--- TEXTE RETENU ---

Procédure devant la Cour :
Par une requête, enregistrée le 14 janvier 2019, Mme D... G..., représentée par Me I..., demande à la Cour :
1°) d'annuler le jugement du tribunal administratif de Marseille du 2 octobre 2018 ;
2°) d'annuler l'arrêté du 23 avril 2018 du préfet des Bouches-du-Rhône ;
3°) d'enjoindre au préfet des Bouches-du-Rhône de lui délivrer le titre de séjour sollicité dans un délai de quinze jours à compter de la notification de l'arrêt à intervenir, sous astreinte de 150 euros par jour de retard ;
4°) de mettre à la charge de l'État, sur le fondement de l'article L. 761-1 du code de justice administrative et de l'article 37 de la loi du 10 juillet 1991, la somme de 1 500 euros à verser à Me E... I..., qui s'engage à renoncer à percevoir la part contributive de l'État au titre de l'aide juridictionnelle.
Elle soutient que :
- elle est l'objet d'une répudiation par son époux et, victime de violences conjugales, elle a été contrainte de chercher une solution d'hébergement d'urgence ;
- elle pouvait utilement se prévaloir des dispositions de l'article L. 313-12 du code de l'entrée et du séjour des étrangers et du droit d'asile ;
- le préfet des Bouches-du-Rhône a entaché son refus de lui délivrer un titre de séjour d'erreur d'appréciation ;
- la procédure de divorce initiée par son époux en Algérie, correspondant à une répudiation, est frauduleuse ;
- la procédure de divorce française est pendante devant la cour d'appel d'Aix-en-Provence suite à la déclaration d'incompétence des juges de première instance du fait de la procédure parallèle engagée en Algérie ;
- elle est intégrée à la société française et employée depuis juillet 2017 comme agent de service.
Par un mémoire en défense, enregistré le 12 avril 2018, le préfet des Bouches-du-Rhône conclut au rejet de la requête.
Il soutient que les moyens de la requête ne sont pas fondés.
Mme D... G... a été admise au bénéfice de l'aide juridictionnelle totale par une décision du 14 décembre 2018.
Vu les autres pièces du dossier.

--- DONNÉES ENREGISTRÉES ---

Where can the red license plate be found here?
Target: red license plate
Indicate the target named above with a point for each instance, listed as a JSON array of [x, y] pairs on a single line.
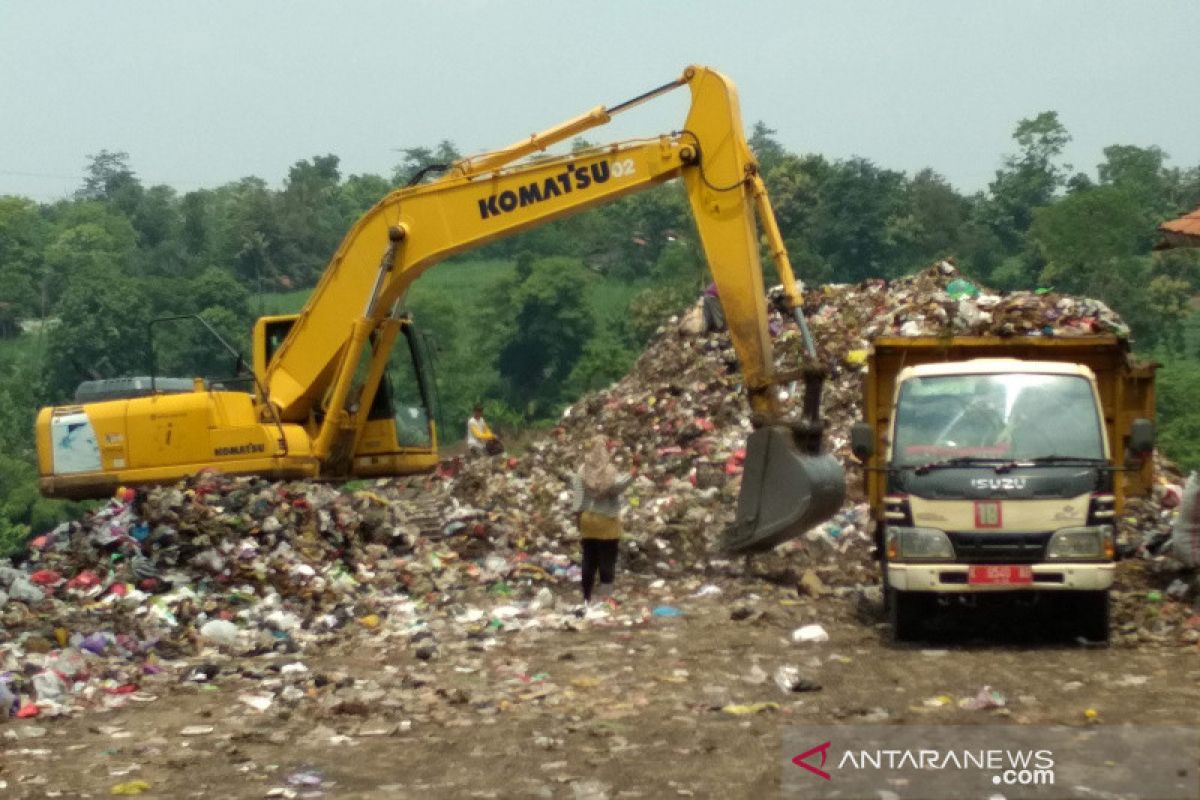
[[1000, 575]]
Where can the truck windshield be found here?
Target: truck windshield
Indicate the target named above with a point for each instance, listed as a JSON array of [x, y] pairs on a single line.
[[1014, 416]]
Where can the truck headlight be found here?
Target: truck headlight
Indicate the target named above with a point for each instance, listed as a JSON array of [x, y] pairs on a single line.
[[1091, 542], [918, 543]]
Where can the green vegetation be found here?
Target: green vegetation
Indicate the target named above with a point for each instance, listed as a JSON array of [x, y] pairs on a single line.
[[528, 323]]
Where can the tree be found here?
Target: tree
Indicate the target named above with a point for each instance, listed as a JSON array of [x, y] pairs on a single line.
[[1087, 233], [23, 233], [111, 179], [766, 148], [102, 331], [417, 160], [544, 325], [1029, 179]]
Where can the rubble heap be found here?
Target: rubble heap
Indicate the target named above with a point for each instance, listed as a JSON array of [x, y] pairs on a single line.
[[262, 566]]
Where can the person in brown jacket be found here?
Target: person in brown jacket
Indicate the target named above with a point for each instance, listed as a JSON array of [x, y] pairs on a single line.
[[598, 501]]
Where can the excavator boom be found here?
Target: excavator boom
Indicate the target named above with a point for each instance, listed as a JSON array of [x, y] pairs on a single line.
[[312, 407]]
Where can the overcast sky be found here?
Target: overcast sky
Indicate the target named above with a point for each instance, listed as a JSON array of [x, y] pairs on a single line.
[[201, 94]]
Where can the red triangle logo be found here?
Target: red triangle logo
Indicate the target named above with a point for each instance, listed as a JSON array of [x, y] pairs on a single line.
[[799, 761]]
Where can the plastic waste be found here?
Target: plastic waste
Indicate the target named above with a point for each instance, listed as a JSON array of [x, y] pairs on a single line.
[[789, 680], [9, 701], [985, 698], [220, 631], [49, 687], [130, 788], [1186, 529], [810, 633], [749, 708]]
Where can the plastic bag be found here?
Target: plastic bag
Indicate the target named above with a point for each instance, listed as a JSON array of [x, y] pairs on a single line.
[[1186, 530]]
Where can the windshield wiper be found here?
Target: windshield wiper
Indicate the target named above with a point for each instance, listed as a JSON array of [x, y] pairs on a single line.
[[958, 461], [1062, 459]]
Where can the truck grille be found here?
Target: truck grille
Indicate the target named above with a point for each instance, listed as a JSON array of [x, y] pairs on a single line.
[[1000, 548]]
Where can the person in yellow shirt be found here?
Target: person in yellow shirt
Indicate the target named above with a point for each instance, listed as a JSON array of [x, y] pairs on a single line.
[[598, 489], [479, 433]]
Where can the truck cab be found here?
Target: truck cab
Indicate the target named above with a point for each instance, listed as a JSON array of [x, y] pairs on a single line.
[[1001, 475]]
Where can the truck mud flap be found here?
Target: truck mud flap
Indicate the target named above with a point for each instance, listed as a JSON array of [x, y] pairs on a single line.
[[785, 492]]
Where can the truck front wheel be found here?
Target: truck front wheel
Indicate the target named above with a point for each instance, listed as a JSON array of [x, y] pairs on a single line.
[[906, 613], [1090, 614]]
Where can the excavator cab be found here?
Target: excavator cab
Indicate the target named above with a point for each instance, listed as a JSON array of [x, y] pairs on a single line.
[[399, 434]]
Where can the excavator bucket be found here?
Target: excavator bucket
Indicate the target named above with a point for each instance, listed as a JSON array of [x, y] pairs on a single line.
[[785, 492]]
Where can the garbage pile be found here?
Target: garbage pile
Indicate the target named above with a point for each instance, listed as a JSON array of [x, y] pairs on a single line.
[[256, 566]]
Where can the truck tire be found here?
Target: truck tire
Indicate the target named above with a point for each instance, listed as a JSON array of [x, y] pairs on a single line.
[[906, 613], [1091, 612]]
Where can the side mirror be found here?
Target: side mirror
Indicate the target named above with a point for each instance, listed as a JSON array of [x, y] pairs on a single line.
[[862, 440], [1141, 438]]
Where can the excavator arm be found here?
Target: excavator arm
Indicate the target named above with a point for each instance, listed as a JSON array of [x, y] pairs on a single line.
[[315, 379]]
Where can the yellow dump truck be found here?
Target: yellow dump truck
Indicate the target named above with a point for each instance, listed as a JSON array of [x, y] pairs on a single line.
[[1001, 464]]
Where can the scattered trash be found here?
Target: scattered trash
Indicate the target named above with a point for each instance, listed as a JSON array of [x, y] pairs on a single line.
[[789, 680], [130, 788], [987, 698], [810, 633], [749, 708]]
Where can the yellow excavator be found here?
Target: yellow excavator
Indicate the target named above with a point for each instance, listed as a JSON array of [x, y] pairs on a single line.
[[322, 403]]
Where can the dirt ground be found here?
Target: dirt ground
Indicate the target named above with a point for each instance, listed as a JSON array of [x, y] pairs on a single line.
[[639, 704]]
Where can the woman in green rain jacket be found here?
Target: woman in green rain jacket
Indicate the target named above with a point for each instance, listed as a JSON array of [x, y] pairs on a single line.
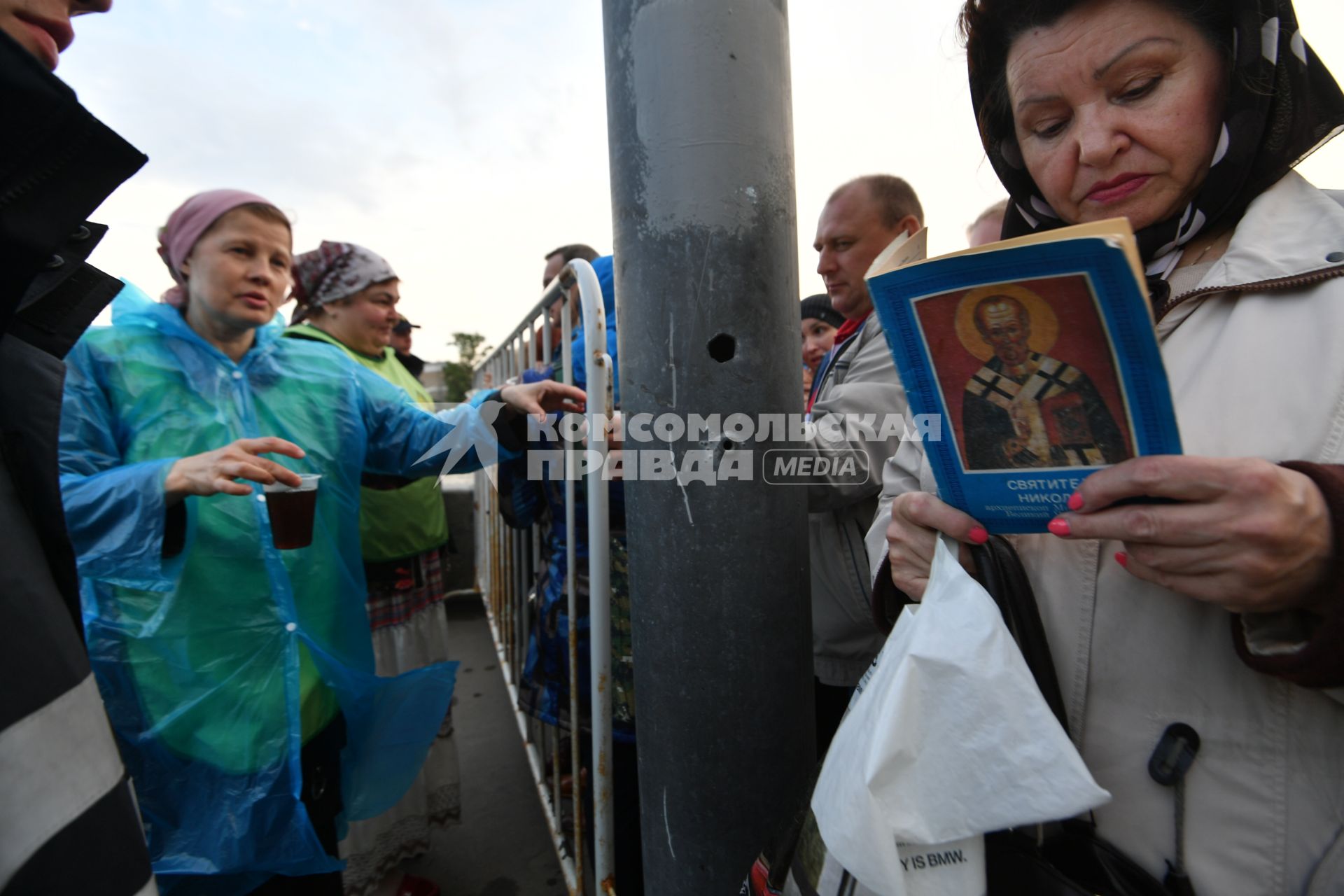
[[233, 671], [347, 300]]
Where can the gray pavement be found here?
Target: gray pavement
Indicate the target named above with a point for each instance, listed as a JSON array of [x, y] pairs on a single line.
[[503, 846]]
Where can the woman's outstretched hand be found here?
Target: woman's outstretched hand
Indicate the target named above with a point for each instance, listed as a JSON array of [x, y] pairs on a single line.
[[540, 398], [217, 472], [1245, 533], [917, 517]]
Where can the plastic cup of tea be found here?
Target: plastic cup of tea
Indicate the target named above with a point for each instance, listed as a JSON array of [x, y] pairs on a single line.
[[290, 510]]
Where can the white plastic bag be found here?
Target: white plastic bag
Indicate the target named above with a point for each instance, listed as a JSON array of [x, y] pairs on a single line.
[[946, 739]]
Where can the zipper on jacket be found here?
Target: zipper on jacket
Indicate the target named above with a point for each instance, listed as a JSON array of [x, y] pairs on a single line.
[[1282, 282]]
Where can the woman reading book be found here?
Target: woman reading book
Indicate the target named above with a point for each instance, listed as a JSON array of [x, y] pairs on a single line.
[[1222, 605]]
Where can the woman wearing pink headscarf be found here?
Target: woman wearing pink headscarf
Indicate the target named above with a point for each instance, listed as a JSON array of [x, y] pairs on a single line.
[[239, 676]]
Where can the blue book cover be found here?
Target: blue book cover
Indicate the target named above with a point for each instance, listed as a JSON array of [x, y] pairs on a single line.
[[1040, 365]]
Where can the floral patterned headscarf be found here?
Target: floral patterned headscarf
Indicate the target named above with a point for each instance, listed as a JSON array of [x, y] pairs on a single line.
[[334, 272], [1282, 104]]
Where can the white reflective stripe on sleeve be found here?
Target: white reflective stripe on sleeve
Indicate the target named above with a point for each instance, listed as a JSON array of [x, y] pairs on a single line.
[[54, 764]]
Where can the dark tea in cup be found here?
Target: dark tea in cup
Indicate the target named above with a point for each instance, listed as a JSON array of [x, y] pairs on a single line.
[[290, 512]]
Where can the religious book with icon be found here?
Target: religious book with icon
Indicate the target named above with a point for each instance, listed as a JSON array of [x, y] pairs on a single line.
[[1028, 365]]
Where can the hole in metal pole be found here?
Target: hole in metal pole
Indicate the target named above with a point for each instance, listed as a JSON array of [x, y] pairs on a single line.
[[722, 348]]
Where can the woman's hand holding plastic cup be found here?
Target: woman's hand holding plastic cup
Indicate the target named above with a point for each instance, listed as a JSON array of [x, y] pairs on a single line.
[[219, 472]]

---

### OBJECTIF 1
Répondez aux questions suivantes d'après le texte sur la procédure devant la Cour :
(a) Quelle juridiction a rendu le jugement du 2 octobre 2018 ?
(b) Quelle somme est demandée à la charge de l'État au profit de l'avocat ?
(c) Depuis quand et comme quoi la requérante est-elle employée ?
### OBJECTIF 2
Poursuivez le texte sur la procédure devant la Cour à partir de sa dernière phrase.
Les enregistrements forment un matériau distinct du texte sur la procédure devant la Cour.

### RÉPONSE 1
(a) Le tribunal administratif de Marseille.
(b) 1 500 euros.
(c) Depuis juillet 2017, comme agent de service.

### RÉPONSE 2
Vu :
- la convention européenne de sauvegarde des droits de l'homme et des libertés fondamentales ;
- l'accord franco-algérien du 27 décembre 1968 relatif à la circulation, à l'emploi et au séjour en France des ressortissants algériens et de leur famille modifié ;
- le code de l'entrée et du séjour des étrangers et du droit d'asile ;
- le code des relations entre le public et l'administration ;
- la loi n° 91-647 du 10 juillet 1991 relative à l'aide juridique ;
- le code de justice administrative.
La présidente de la Cour a désigné M. H... F... en application de l'article R. 222-26 du code de justice administrative.
Le président de la formation de jugement a dispensé le rapporteur public, sur sa proposition, de prononcer des conclusions à l'audience.
Les parties ont été régulièrement averties du jour de l'audience.
Le rapport de M. B... a été entendu au cours de l'audience publique.
Considérant ce qui suit :
1. Mme J... D... G..., ressortissante algérienne née le 13 juillet 1990, relève appel du jugement du 2 octobre 2018 par lequel le tribunal administratif de Marseille a rejeté sa demande tendant à l'annulation de l'arrêté du préfet des Bouches-du-Rhône du 23 avril 2018 lui refusant la délivrance d'un titre de séjour et lui faisant obligation de quitter le territoire français, en fixant le pays à destination duquel elle pourra être éloignée.
2. En premier lieu, aux termes des stipulations de l'article 6 de l'accord franco-algérien du 27 décembre 1968 : " (...) Le certificat de résidence portant la mention " vie privée et familiale " est délivré de plein droit : (...) 2) au ressortissant algérien, marié avec un ressortissant de nationalité française, à condition que son entrée sur le territoire français ait été régulière, que le conjoint ait conservé la nationalité française et, lorsque le mariage a été célébré à l'étranger, qu'il ait été transcrit préalablement sur les registres de l'état civil français (...) Le premier renouvellement du certificat de résidence délivré au titre du 2) ci-dessus est subordonné à une communauté de vie effective entre époux (...) ".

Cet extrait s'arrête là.